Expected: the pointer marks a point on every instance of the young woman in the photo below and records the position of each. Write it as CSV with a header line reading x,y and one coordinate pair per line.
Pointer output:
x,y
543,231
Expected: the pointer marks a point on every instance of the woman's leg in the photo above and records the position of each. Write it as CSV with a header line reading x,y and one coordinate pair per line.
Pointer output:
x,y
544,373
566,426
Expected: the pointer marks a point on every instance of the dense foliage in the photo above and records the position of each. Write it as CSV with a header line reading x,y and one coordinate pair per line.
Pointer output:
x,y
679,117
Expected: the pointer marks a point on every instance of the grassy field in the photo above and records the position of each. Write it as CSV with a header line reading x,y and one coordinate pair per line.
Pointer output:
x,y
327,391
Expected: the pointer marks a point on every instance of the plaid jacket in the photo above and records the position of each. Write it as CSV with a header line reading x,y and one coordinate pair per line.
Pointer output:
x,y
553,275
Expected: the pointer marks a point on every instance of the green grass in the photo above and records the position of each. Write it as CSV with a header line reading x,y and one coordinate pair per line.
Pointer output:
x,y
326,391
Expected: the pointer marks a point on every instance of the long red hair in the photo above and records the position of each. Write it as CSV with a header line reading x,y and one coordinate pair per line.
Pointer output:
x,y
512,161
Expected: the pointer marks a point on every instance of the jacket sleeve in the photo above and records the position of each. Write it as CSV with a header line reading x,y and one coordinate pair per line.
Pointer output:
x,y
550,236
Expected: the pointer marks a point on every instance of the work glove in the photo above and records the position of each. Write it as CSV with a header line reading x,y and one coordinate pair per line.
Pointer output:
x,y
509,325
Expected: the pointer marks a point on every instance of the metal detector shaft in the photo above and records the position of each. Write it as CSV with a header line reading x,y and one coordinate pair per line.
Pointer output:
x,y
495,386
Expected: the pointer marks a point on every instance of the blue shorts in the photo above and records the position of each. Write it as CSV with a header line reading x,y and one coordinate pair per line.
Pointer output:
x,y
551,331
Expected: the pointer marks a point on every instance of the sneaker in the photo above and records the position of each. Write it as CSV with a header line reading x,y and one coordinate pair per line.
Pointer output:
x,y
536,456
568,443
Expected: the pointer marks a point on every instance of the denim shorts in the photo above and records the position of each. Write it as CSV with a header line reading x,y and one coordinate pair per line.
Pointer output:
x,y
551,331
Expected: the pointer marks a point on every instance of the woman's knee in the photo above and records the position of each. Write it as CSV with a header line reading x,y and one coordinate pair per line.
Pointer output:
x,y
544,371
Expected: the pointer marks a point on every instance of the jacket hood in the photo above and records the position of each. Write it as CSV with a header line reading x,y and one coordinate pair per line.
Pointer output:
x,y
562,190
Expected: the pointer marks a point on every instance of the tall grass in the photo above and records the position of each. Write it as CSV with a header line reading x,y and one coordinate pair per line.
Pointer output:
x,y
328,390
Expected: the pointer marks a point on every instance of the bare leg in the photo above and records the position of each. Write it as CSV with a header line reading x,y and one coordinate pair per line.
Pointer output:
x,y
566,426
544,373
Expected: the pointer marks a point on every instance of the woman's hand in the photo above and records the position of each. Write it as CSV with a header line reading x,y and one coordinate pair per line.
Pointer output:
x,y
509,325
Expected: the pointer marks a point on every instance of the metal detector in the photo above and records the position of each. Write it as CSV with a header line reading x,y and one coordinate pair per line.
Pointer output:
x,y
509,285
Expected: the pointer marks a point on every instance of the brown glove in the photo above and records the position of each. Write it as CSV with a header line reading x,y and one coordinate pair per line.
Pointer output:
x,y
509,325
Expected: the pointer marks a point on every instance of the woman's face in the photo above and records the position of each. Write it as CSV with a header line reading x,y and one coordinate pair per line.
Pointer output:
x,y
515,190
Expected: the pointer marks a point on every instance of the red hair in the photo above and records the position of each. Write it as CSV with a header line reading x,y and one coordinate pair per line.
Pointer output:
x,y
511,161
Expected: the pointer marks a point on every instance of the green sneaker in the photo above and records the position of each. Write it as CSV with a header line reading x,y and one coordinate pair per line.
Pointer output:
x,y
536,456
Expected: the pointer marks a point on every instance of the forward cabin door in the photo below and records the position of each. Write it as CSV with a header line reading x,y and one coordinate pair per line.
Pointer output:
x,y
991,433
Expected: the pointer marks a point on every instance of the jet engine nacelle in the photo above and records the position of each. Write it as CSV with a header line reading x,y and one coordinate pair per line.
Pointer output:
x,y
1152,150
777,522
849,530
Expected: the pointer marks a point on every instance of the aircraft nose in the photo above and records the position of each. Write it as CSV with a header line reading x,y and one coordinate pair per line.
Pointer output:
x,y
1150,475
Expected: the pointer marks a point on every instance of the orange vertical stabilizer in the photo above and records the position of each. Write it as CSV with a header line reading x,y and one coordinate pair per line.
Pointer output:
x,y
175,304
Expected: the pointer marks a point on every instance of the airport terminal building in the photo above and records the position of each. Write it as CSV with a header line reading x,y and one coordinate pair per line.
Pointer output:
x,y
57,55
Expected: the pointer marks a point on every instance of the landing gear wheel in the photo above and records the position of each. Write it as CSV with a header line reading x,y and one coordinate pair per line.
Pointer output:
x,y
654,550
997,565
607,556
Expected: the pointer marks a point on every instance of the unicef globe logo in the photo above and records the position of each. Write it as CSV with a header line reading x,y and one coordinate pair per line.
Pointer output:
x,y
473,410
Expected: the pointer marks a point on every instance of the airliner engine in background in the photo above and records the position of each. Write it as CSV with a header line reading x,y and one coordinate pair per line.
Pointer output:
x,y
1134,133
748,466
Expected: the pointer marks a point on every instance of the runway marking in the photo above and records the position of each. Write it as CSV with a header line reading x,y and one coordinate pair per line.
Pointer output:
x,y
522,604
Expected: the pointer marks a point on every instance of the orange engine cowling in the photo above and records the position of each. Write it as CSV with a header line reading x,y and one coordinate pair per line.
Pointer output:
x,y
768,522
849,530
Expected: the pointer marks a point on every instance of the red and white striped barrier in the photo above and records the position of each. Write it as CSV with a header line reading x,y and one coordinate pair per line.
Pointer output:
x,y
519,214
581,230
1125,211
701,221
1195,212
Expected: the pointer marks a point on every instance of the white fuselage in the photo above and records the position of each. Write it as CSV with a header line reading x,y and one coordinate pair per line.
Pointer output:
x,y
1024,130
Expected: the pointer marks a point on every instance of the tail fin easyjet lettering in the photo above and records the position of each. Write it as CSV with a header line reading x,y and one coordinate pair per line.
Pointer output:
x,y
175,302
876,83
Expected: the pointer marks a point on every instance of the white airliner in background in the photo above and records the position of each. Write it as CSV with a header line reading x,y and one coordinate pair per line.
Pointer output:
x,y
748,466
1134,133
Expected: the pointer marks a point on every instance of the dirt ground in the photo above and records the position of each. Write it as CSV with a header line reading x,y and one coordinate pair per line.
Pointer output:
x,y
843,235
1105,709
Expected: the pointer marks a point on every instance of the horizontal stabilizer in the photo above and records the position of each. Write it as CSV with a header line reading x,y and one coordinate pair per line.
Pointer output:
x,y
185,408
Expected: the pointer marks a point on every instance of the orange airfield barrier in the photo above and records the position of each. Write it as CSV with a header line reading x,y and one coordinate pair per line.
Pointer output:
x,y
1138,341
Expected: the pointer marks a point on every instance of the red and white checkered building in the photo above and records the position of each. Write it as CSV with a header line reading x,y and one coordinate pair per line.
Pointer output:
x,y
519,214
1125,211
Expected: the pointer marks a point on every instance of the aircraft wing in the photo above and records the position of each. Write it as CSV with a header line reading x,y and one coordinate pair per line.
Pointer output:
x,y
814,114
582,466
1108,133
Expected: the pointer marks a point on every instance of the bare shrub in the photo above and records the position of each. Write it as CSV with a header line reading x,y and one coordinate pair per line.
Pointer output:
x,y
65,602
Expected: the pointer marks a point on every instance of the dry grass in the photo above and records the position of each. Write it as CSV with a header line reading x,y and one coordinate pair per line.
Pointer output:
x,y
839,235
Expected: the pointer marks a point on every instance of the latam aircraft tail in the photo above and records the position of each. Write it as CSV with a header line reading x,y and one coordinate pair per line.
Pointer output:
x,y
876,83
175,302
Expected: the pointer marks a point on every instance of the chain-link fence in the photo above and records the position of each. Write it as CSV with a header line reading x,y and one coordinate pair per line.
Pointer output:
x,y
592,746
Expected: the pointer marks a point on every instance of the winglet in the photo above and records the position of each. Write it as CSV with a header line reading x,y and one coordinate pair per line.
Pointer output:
┄┄┄┄┄┄┄┄┄┄
- **TASK GOAL**
Exactly as written, give the line containing "of the chain-link" and all remaining lines of the records.

- **CORRECT ANSWER**
Expected: the pointer marks a point on every instance of the chain-link fence in the photo above and records the position of each. Write it as CSV with a header line reading x,y and one coordinate pair per line.
Pointer output:
x,y
592,746
Expected: the pointer marks a point on every instance of the winglet in the photo above and records the position of each. Write it as CSV with a header line reading x,y and one coordinate pair per line.
Pointer output:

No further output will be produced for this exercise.